── Material to process ──

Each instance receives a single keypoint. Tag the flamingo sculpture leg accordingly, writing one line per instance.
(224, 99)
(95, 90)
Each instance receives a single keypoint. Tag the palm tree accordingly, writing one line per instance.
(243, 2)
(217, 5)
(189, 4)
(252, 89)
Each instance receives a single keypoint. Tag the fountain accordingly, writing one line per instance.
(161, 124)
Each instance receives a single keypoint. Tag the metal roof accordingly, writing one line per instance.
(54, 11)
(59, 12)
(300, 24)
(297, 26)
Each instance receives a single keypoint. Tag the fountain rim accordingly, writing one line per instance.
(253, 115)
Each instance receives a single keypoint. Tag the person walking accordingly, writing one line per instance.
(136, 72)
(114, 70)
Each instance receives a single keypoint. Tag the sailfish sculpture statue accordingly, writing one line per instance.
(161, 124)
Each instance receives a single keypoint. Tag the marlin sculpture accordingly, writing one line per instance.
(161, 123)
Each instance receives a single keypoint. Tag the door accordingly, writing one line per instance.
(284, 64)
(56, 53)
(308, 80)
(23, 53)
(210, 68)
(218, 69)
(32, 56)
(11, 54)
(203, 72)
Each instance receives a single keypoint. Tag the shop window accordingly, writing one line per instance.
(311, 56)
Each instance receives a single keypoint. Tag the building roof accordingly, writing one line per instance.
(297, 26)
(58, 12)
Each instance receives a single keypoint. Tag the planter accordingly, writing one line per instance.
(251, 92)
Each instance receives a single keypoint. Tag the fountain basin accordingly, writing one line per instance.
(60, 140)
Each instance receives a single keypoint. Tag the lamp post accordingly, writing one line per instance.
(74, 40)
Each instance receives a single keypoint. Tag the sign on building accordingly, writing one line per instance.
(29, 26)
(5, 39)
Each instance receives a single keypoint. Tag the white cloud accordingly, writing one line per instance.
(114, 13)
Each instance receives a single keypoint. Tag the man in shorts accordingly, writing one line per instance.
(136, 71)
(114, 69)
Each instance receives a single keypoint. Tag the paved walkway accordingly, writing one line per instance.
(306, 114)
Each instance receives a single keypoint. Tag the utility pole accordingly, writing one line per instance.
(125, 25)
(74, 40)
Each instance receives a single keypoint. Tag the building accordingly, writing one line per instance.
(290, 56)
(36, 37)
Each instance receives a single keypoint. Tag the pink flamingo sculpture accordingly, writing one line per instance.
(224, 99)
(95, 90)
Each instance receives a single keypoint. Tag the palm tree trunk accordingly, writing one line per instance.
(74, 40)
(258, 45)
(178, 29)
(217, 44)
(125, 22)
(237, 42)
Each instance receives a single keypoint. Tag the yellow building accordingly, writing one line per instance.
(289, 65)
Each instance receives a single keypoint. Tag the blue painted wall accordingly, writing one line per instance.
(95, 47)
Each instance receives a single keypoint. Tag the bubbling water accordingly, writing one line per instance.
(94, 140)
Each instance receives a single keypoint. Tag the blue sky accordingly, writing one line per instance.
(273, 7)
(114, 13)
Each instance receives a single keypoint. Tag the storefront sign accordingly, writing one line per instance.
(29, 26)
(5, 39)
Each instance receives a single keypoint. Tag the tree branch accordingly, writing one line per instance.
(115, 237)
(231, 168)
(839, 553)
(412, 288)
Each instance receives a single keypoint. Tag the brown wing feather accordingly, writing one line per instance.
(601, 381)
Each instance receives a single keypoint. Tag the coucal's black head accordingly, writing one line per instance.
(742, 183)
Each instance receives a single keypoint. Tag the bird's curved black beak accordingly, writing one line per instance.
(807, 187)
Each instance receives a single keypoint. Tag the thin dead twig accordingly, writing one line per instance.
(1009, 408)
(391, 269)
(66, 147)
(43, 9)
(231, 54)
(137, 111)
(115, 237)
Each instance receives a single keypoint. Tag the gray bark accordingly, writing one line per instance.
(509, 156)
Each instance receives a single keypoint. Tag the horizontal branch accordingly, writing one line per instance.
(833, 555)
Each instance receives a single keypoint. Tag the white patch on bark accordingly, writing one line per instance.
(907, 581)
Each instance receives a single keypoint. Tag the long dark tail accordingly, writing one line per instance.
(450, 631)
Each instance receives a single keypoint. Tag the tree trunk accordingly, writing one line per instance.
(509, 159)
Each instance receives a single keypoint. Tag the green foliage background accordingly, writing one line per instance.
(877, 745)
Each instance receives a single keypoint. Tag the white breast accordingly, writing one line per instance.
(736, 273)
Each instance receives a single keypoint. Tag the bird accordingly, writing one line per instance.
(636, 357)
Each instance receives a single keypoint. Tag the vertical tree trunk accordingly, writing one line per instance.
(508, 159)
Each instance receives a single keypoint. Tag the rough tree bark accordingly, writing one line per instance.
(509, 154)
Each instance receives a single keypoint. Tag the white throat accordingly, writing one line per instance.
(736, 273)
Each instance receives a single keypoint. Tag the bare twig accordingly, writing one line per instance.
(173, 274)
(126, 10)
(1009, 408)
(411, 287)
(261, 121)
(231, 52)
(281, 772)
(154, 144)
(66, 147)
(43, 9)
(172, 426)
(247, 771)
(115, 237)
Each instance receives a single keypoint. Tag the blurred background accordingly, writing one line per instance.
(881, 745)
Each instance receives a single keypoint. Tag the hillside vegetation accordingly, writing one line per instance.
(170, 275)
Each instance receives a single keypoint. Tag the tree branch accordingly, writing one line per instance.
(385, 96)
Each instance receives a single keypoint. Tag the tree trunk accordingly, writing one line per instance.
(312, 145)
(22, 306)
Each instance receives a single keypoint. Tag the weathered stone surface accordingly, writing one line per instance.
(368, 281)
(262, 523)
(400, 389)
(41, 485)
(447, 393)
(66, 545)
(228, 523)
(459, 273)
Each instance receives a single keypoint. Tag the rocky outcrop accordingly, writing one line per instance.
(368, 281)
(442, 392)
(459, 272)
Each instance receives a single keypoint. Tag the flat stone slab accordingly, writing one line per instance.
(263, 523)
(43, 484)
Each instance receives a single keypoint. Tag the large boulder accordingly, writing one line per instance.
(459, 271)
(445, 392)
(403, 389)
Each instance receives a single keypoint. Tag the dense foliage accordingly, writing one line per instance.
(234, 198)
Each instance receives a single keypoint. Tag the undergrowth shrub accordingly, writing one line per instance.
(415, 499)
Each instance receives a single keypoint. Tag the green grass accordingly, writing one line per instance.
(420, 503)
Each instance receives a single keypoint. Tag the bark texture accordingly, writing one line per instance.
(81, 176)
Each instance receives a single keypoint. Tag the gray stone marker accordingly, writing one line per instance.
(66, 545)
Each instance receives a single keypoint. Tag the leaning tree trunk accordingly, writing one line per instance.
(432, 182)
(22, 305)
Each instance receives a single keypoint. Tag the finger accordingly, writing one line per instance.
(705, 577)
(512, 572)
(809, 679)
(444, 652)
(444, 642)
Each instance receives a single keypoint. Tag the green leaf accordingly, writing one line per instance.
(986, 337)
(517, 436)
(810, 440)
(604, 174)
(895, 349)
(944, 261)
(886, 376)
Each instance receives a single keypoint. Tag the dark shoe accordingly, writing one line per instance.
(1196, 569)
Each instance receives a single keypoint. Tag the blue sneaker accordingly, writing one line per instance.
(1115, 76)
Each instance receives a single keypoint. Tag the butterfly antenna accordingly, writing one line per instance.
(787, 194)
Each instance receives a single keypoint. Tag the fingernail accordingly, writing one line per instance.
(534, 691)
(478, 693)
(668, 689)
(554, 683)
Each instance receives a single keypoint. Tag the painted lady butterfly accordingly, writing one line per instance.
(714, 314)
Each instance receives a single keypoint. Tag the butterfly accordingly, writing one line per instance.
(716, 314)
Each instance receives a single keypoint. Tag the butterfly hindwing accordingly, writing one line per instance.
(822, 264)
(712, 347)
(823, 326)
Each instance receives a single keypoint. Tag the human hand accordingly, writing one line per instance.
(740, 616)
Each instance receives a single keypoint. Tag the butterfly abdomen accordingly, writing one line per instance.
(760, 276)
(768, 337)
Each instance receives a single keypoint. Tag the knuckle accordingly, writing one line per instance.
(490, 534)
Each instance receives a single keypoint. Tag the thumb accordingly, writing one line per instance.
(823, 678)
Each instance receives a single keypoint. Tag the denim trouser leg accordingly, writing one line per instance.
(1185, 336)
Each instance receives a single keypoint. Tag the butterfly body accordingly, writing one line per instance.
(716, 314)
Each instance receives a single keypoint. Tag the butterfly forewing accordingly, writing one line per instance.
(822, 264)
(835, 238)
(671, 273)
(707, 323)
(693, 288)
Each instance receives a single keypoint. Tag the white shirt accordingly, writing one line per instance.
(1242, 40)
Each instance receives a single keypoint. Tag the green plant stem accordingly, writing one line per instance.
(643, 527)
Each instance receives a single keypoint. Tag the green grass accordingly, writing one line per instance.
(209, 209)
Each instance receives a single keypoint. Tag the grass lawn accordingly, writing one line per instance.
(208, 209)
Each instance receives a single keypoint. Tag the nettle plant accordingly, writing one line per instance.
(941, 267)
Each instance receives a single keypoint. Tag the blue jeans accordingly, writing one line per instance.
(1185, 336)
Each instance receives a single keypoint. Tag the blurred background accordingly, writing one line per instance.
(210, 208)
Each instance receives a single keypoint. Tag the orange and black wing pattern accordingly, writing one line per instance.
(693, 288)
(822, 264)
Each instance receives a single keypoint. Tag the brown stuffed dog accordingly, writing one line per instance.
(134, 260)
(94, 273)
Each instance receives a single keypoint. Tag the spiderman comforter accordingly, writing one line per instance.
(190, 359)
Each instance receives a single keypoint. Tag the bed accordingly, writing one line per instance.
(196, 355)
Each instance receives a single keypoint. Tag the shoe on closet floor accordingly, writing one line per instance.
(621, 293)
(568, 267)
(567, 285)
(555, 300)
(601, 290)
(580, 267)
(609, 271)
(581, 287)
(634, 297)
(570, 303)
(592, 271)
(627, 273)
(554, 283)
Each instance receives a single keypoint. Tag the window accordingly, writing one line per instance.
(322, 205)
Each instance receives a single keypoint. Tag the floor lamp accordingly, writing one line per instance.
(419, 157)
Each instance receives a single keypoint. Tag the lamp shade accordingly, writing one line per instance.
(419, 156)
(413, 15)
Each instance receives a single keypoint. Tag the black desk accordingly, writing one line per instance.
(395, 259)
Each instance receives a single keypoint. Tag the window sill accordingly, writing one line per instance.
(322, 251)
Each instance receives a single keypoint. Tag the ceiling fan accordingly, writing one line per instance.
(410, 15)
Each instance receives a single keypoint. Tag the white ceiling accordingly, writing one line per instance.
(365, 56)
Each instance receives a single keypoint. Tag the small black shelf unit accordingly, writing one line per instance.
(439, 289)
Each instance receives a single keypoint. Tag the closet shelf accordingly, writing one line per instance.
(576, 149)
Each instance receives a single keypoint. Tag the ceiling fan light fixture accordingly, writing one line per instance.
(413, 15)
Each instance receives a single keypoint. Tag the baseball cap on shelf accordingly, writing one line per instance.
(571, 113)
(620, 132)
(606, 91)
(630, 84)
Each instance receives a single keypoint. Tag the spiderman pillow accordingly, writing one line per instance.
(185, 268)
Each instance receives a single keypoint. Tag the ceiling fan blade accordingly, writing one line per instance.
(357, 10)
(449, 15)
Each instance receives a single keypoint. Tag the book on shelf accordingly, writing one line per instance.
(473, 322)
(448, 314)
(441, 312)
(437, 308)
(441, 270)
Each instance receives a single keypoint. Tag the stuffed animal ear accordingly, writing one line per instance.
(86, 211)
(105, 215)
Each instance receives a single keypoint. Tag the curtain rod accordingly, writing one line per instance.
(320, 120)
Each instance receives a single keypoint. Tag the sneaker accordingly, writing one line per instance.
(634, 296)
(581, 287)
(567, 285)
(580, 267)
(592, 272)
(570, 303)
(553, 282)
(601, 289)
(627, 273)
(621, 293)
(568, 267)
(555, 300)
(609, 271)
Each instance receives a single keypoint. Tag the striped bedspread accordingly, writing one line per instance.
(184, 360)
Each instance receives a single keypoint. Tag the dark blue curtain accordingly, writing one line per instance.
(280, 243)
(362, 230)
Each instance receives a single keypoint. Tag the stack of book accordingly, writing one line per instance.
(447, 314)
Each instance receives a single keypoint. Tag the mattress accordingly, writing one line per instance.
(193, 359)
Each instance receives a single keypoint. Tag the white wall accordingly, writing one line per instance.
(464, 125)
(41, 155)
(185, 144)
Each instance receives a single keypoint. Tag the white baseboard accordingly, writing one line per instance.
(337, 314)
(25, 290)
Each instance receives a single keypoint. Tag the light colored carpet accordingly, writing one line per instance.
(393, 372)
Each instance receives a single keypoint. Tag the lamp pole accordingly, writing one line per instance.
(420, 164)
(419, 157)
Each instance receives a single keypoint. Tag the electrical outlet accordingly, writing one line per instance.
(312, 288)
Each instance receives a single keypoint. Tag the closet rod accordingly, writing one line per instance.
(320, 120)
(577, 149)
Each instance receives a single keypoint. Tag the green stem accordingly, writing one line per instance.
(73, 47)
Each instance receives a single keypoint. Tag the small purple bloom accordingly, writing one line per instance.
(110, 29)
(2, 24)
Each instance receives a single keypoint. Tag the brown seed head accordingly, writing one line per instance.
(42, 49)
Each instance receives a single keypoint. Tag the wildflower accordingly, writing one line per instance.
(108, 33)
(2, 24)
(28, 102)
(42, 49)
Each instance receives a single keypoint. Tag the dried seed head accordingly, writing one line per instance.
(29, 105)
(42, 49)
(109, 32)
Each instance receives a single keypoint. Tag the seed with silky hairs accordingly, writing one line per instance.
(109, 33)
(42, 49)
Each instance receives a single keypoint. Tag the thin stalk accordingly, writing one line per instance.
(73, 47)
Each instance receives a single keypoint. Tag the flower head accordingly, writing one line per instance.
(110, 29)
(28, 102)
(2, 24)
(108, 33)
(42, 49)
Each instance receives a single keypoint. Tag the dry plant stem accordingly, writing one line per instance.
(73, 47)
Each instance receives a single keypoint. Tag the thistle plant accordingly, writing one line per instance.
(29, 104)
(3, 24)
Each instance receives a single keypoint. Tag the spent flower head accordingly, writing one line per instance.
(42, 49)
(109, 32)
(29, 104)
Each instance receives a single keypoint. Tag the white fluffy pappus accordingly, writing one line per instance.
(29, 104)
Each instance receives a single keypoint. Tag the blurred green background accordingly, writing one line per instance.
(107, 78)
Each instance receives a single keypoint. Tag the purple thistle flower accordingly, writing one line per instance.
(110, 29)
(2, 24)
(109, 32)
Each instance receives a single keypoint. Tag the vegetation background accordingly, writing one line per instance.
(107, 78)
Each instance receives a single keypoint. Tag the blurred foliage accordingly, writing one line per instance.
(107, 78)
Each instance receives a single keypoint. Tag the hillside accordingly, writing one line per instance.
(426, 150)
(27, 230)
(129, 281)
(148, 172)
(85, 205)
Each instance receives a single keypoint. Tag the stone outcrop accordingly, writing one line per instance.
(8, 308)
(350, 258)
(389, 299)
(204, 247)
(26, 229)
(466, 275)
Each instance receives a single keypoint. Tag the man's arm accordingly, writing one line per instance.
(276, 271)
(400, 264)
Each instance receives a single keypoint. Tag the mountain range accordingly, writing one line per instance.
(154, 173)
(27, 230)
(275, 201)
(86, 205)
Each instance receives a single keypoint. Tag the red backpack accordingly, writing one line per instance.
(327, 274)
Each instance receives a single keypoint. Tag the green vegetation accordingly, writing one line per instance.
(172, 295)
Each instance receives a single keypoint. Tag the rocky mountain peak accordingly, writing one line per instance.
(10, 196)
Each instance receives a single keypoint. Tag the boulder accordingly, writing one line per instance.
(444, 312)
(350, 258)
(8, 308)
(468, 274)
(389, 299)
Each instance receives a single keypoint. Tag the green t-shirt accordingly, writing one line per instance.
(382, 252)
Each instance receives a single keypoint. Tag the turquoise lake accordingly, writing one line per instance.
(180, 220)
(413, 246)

───

» Aim of the task
All lines from the line containing "Each instance receives a single keypoint. Tag the mountain" through the end of the listing above are to be duplicated exactly; include both ends and nothing further.

» Correct result
Each instance receives a single keypoint. Tag the mountain range accordingly, writing one line per instance.
(154, 173)
(27, 230)
(275, 201)
(86, 205)
Each instance receives a single keypoint. Tag the red backpack accordingly, writing one line per instance.
(327, 274)
Each instance receives a single keypoint. Tag the green vegetation accordingly, writing one line per instance.
(172, 295)
Each instance receives a single keypoint. Tag the rocky mountain peak accordingly, writing one line per instance.
(10, 196)
Each instance receives a single keypoint. Tag the boulder accordingly, writing one line per instance.
(444, 312)
(350, 258)
(8, 308)
(468, 274)
(389, 299)
Each instance receives a single keypoint. Tag the green t-shirt accordingly, writing one line per instance.
(382, 252)
Each instance receives a single keypoint. Tag the turquoise lake accordingly, writing one line per instance.
(180, 220)
(413, 246)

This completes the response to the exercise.